(Collected data)

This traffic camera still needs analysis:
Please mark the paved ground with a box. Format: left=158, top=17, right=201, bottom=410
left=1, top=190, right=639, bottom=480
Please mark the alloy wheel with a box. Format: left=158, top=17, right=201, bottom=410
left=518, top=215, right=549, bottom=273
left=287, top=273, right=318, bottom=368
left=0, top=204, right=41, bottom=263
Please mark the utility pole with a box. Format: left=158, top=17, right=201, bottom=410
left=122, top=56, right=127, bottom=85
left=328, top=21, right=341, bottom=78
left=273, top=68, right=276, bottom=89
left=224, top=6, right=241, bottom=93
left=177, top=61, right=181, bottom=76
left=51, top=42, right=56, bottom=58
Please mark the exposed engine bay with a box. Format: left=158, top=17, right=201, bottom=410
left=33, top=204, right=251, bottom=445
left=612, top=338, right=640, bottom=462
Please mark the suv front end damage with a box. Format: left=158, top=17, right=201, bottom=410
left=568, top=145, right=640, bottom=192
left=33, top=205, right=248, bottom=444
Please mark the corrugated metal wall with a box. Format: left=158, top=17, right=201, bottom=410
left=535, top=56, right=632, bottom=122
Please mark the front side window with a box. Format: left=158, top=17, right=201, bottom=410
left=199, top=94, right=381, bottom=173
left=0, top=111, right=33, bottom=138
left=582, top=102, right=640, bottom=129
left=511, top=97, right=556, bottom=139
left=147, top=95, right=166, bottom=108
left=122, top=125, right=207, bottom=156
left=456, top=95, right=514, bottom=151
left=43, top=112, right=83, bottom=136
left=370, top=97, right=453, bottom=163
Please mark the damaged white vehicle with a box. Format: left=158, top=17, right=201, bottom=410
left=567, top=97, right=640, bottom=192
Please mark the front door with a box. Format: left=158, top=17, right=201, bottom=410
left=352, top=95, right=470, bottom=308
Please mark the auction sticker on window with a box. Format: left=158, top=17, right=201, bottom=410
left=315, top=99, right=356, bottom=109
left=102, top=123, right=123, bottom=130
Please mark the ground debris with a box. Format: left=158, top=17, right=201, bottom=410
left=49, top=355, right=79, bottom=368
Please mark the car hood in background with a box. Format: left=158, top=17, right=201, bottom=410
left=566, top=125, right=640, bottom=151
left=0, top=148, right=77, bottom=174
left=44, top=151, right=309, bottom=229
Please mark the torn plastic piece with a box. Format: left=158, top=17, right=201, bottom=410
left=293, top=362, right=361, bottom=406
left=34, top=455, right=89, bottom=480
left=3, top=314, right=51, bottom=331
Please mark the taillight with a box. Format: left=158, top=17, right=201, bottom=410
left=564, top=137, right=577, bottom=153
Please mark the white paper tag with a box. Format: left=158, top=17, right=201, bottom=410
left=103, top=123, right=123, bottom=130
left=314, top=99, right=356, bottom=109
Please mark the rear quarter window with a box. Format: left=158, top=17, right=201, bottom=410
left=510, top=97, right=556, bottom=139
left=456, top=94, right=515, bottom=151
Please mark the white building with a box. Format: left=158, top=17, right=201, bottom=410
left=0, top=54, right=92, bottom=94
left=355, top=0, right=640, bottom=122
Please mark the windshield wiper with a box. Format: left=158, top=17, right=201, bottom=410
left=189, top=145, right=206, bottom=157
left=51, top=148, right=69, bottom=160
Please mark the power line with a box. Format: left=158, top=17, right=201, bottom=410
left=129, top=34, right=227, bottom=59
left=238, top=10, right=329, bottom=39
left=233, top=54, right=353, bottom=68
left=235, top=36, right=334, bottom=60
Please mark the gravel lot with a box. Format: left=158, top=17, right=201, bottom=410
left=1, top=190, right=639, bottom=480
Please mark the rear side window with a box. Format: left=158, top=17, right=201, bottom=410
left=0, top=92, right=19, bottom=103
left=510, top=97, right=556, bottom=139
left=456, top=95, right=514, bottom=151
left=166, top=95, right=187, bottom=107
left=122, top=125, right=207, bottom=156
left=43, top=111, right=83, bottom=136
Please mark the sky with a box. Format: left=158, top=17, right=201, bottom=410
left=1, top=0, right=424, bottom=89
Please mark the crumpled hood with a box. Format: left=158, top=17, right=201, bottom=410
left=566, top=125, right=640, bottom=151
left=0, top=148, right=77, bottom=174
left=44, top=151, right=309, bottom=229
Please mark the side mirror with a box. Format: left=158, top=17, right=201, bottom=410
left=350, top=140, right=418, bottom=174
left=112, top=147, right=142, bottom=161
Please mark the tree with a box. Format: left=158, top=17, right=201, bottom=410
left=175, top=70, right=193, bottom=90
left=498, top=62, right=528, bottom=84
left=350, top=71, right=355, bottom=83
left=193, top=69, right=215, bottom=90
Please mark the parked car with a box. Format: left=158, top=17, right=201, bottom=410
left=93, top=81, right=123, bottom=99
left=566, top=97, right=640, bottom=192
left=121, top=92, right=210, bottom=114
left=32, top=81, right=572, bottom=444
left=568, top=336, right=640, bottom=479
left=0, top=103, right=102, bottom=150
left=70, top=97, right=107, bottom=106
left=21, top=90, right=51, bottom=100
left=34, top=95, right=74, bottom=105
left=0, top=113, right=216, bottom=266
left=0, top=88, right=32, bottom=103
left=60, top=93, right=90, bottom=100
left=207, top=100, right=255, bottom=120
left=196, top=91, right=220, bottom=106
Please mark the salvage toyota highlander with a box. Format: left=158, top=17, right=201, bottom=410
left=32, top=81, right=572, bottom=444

#### [Task]
Take the line that contains "Please mark the salvage" and every line after it to the end of the entries above, and reproduce them exactly.

#### [Exercise result]
Please mark the salvage toyota highlander with a box. Format: left=158, top=17, right=201, bottom=410
left=32, top=81, right=572, bottom=444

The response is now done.